Task prompt => Reproduce the listing word for word. Skip any image.

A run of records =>
---+---

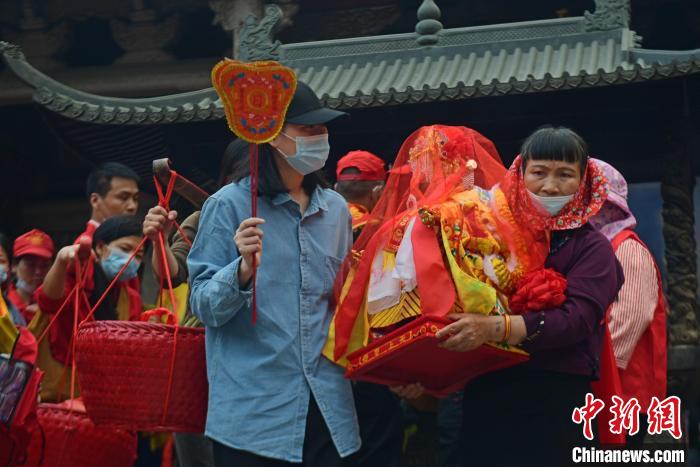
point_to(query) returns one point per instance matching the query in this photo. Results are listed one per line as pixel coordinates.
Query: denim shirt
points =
(262, 375)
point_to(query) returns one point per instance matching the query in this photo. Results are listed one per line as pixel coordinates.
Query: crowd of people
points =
(274, 397)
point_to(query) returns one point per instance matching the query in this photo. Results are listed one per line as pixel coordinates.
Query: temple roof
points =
(432, 64)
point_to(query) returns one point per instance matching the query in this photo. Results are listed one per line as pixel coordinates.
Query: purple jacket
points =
(568, 339)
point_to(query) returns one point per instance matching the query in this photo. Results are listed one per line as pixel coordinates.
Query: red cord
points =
(254, 155)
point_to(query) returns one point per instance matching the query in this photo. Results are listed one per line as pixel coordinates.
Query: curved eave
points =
(204, 104)
(619, 76)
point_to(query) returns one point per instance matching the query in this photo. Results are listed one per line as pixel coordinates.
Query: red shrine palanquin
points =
(442, 239)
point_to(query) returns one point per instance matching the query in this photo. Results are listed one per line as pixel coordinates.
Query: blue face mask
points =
(312, 153)
(25, 286)
(115, 261)
(551, 204)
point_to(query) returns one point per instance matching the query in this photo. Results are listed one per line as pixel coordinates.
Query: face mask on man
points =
(115, 261)
(312, 153)
(25, 286)
(551, 204)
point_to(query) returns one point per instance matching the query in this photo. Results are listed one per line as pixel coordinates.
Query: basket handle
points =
(159, 313)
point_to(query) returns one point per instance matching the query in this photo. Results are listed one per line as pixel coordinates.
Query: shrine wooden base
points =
(411, 354)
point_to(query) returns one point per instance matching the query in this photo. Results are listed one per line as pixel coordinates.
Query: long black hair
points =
(555, 143)
(269, 179)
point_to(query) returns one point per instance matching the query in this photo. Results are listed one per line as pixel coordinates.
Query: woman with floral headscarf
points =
(637, 318)
(524, 413)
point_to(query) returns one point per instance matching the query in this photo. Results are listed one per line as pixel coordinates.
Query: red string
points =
(164, 200)
(166, 268)
(254, 155)
(80, 282)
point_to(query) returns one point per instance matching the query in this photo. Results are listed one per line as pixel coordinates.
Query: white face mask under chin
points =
(551, 204)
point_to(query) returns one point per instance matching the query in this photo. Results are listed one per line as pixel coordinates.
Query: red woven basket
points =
(70, 439)
(124, 372)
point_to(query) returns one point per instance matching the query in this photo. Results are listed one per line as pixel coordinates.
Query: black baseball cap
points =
(306, 108)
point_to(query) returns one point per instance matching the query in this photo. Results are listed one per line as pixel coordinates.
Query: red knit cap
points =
(34, 242)
(370, 166)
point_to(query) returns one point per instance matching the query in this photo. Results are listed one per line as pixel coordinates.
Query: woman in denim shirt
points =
(273, 399)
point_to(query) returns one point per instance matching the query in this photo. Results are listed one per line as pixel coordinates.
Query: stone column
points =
(144, 35)
(677, 184)
(231, 14)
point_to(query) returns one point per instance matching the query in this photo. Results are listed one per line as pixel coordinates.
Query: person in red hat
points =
(32, 252)
(360, 179)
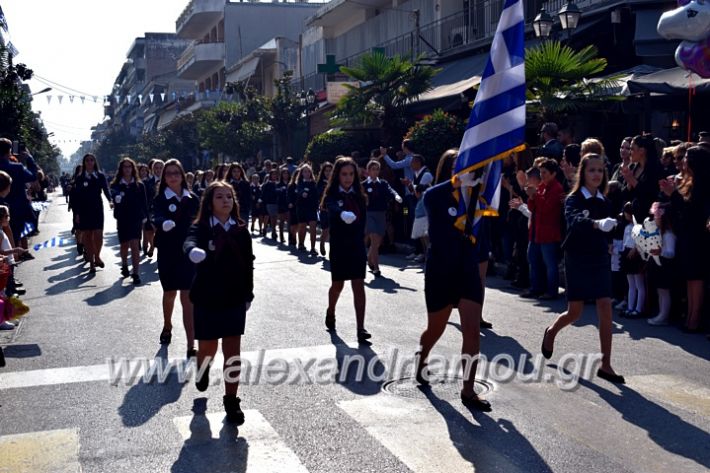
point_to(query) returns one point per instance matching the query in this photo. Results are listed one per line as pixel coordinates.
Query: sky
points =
(80, 45)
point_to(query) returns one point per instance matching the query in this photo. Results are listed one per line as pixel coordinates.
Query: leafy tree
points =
(436, 133)
(286, 113)
(558, 79)
(387, 84)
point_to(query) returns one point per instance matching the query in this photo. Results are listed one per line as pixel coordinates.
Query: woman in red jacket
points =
(545, 205)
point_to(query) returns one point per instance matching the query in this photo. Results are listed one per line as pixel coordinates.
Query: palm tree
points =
(387, 84)
(559, 79)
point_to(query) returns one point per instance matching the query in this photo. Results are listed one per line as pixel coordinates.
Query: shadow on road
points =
(201, 453)
(666, 429)
(493, 445)
(357, 367)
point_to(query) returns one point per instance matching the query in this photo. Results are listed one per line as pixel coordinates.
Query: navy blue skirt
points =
(213, 324)
(588, 276)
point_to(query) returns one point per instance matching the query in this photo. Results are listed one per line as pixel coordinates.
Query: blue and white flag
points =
(496, 127)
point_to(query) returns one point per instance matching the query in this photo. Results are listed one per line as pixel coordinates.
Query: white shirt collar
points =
(588, 195)
(169, 194)
(227, 225)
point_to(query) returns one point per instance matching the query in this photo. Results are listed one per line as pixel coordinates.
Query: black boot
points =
(232, 409)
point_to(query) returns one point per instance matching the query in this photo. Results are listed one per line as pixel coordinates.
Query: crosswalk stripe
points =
(419, 436)
(52, 451)
(211, 445)
(102, 372)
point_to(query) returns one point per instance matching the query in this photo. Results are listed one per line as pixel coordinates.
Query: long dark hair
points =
(97, 169)
(163, 184)
(321, 172)
(206, 210)
(119, 173)
(446, 165)
(334, 181)
(579, 182)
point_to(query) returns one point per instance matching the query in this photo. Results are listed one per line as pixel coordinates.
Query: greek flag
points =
(496, 127)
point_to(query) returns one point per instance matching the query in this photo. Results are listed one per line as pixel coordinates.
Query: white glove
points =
(197, 255)
(469, 180)
(348, 217)
(168, 225)
(606, 224)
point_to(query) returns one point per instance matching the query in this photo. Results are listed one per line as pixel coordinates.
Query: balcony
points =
(198, 17)
(200, 59)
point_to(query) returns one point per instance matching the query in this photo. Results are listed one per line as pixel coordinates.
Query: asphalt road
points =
(61, 412)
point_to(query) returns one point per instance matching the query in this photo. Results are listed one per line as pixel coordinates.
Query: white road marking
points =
(258, 446)
(51, 451)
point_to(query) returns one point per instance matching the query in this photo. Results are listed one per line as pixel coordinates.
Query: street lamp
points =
(569, 16)
(542, 24)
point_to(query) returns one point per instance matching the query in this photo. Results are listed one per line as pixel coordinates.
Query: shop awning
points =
(454, 79)
(244, 70)
(675, 81)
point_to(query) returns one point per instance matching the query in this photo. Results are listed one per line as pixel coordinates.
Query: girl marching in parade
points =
(451, 277)
(346, 204)
(89, 215)
(238, 181)
(587, 260)
(130, 211)
(326, 170)
(223, 288)
(379, 194)
(175, 208)
(306, 207)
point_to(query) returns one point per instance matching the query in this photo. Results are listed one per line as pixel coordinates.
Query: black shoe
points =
(203, 382)
(165, 337)
(612, 378)
(363, 336)
(422, 374)
(546, 353)
(330, 321)
(232, 409)
(474, 402)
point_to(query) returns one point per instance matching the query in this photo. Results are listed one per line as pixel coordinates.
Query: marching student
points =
(451, 277)
(148, 228)
(346, 204)
(587, 259)
(258, 213)
(306, 206)
(89, 215)
(270, 196)
(326, 169)
(130, 210)
(237, 179)
(175, 208)
(379, 194)
(222, 291)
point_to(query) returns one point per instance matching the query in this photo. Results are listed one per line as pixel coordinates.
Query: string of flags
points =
(138, 99)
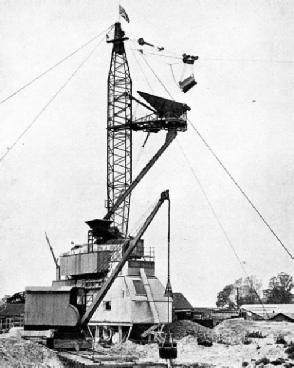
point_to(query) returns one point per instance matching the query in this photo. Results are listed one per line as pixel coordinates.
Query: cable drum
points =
(107, 333)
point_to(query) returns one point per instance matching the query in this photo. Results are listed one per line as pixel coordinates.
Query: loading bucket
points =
(168, 350)
(187, 84)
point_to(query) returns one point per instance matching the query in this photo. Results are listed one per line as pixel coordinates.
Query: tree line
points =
(249, 290)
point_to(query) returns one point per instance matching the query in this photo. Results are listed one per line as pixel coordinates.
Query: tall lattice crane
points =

---+---

Correct output =>
point_to(query) returns one point per instance matching the query in this photo. Results are listed one per line as pixel coordinates.
Query: denim shirt
points =
(262, 375)
point_to(query) returns one point per instance matching the query in this photo. Results are listed one per line as pixel coordinates.
Query: crowd of people
points =
(274, 397)
point_to(query) returns one point per instance matching the query in this photo. Results are listed one per line as pixel coordinates.
Query: temple roof
points =
(432, 64)
point_to(query) returns one point per instance matching the query in this photo. Results are listed one per line as pixel coordinates.
Query: purple jacket
points =
(568, 339)
point_to(query) returns one point per instance matching the query in this photo. Results are listed one per line as pixel coordinates.
Query: red cord
points =
(254, 155)
point_to(query) returns one point per instance matching the query in this photo. Results are listed one per line as pixel coordinates.
Query: curved eave
points =
(204, 104)
(619, 76)
point_to(query) returns one point per instance matching the query in this photo. Results are listed one per line as pixel coordinates.
Query: red shrine palanquin
points =
(442, 239)
point_to(query) returns one point per instance matching the query in this photo. Results are listed one per line as pixel coordinates.
Query: blue face mask
points =
(312, 153)
(25, 286)
(115, 261)
(551, 204)
point_to(query) returns one point per instance matching the query in this photo. Results are listed one per line as pixel coordinates.
Query: face mask on man
points =
(115, 261)
(312, 153)
(25, 286)
(551, 204)
point_to(query) returns one point per instance matching the query in this photo. Results are listed one per line as pixel coordinates.
Query: basket handle
points =
(159, 313)
point_to(query) returns one point per instance matching the query in this photo. Results are listed one per line as pixel coordinates.
Query: shrine wooden base
points =
(411, 354)
point_to(query) returns one point per instance matching the query in this photo. Results are listed one per line as pixel coordinates.
Query: long black hair
points =
(555, 143)
(269, 179)
point_to(query) returns one point per instance matching the query in this photo. Results are listed one per line as pixel coordinates.
Query: woman with floral headscarf
points =
(637, 318)
(524, 413)
point_to(query) returns one point per instance matching the query in this photo. Results are listed one per line as pixel coordinates.
Query: red string
points =
(164, 200)
(166, 268)
(254, 155)
(80, 282)
point_to(query) returns one point per instance matching the query in this photo. Results are listed one per line as pixel coordinates.
Query: white face mask under chin
points =
(551, 204)
point_to(query) returns one point per instance matching the query in this photo. Results are listed one per line as pixel coordinates.
Query: red woven basket
points =
(70, 439)
(124, 372)
point_to(query) returns one point per instance matching the query in this photo. Results are listed one per line as pixel coordinates.
Query: black baseball cap
points =
(306, 108)
point_to(query) returns one point per instance matching the query in this photo. Results are listed one per line as pixel coordinates.
Query: red knit cap
points =
(34, 242)
(370, 166)
point_to(query) returns one point per instance matching the query in this photo. Results are listed one per line as pixel coordinates.
Query: woman in denim shirt
points =
(273, 399)
point_to(query) returns one point per instance matching the query in this photo. Results are listed one per line as pixel coordinates.
Query: stone column
points =
(144, 35)
(677, 184)
(231, 14)
point_to(query) returns one point per instance matching the query in this photo. Results are listed one per line as pixel coordinates.
Query: person in red hat
points =
(32, 252)
(360, 179)
point_to(query) returns one point per instance matching the query in this photo. Results are listed one per line as pixel coordinates.
Query: sky
points =
(80, 45)
point_to(query) returns one point per instance matching the query in this photo. Results are listed one per line as pixel coordinates.
Query: leafy tree
points =
(436, 133)
(286, 113)
(558, 79)
(387, 84)
point_to(query) returns one point per instance matching the query in this photo. Results are listed one per line as pixel coordinates.
Query: woman in red jacket
points =
(545, 205)
point_to(query) returns one point per instance matching the query in this photo. Results are listed one per line as pixel coordinates.
Query: palm tree
points =
(387, 84)
(559, 79)
point_to(query) returns one point per instance matching the query in this photo. Results are listed one per line as pixel coordinates.
Query: shadow on road
points =
(201, 453)
(666, 429)
(493, 445)
(357, 367)
point_to(query) returns one point per instance matching the query in this photo. Results are listed one per line as pixel coordinates.
Query: navy blue skirt
points =
(213, 324)
(588, 276)
point_to(query) returns one point per instance matching the query in this photo. Results are listed one per line as pixel coordinates.
Query: blue and white flag
points =
(496, 127)
point_to(query) returns one point per instance matching the query in this photo. Results are listed one per line as pixel coordinates.
Query: white shirt collar
points =
(588, 195)
(169, 194)
(227, 225)
point_to(query) returns one point per instance matching the query in this photo. Results are listed one per line as pixel coordinates.
Query: black boot
points =
(232, 409)
point_to(query) returns one point per instance matching the query in this photo. Results are listed one per line as pixel coordinates.
Query: crosswalk stripe
points =
(419, 436)
(52, 451)
(211, 445)
(102, 372)
point_to(query) returns one point per instance matching the query in this photo. Results are listed one per line as pixel coordinates.
Query: long dark hair
points =
(97, 169)
(163, 184)
(321, 172)
(206, 210)
(119, 173)
(446, 165)
(334, 181)
(579, 182)
point_to(query) returns one point per instance matching the query in this photo. Results are listed one per line as pixel coordinates.
Query: greek flag
points =
(496, 127)
point_to(query) returns one point per instance matching the query in this photo. Results are listed one per line as pixel coordinates.
Query: white glove
points =
(197, 255)
(469, 180)
(348, 217)
(168, 225)
(606, 224)
point_to(query) returns one point per instance matching the query in this photo. Results are listed one per line as pixel coordinates.
Query: balcony
points =
(198, 17)
(200, 59)
point_to(query) returns one point per instance matching the query in this photo. Results are listed one per line as pixel coordinates.
Query: asphalt road
points =
(61, 412)
point_to(query) returns one point per instance matching the query in this photo. Results are listed one per line as pixel coordinates.
Query: white road marking
points =
(258, 446)
(51, 451)
point_to(query) returns one point per instance matching the query in this photo. Results are listed one per line as pixel coordinates.
Query: street lamp
points =
(569, 16)
(542, 24)
point_to(query) returns one point per instance matching the query in this photo. Results are listed one per line as pixel coordinates.
Query: shop awning
points =
(454, 79)
(244, 70)
(675, 81)
point_to(query) returns one point per instance matching the query in this photo. Results are listed one per line as pixel coordinates.
Query: girl marching in parade
points =
(451, 277)
(346, 204)
(89, 215)
(238, 181)
(587, 260)
(130, 211)
(326, 170)
(223, 288)
(379, 194)
(175, 208)
(306, 207)
point_to(query) returns one point per instance matching the query in this photo. Results are listed one per line as pixel coordinates.
Query: black shoe
points =
(203, 382)
(165, 337)
(612, 378)
(363, 336)
(422, 374)
(546, 353)
(330, 321)
(232, 409)
(474, 402)
point_to(query) returns one point per instance matching the query in this photo. Results are listed one per line as pixel coordinates.
Query: marching student
points =
(451, 277)
(148, 228)
(346, 204)
(587, 259)
(258, 213)
(306, 206)
(89, 215)
(270, 196)
(326, 169)
(130, 210)
(237, 179)
(175, 208)
(379, 194)
(222, 291)
point_to(query) returns one point per instance matching the query in this photo. Results are listed one per line as pixel coordinates.
Query: string of flags
points =
(138, 99)
point_to(query) returns one point per instance matching the query in this photo. Results are listed one per line as pixel coordinates.
Query: cable drum
points =
(107, 333)
point_to(query) returns one point per instance matching the query in this photo. Results are listed one per line as pixel coordinates.
Query: loading bucket
points =
(168, 350)
(187, 84)
point_to(query) returns one point per instance matching the query in this photo. Results are listed one per line as pixel coordinates.
Query: tree line
points =
(249, 290)
point_to(query) returns one point per instance matching the query in this photo. Results are listed one per line as pixel coordinates.
Query: tall lattice crane
points =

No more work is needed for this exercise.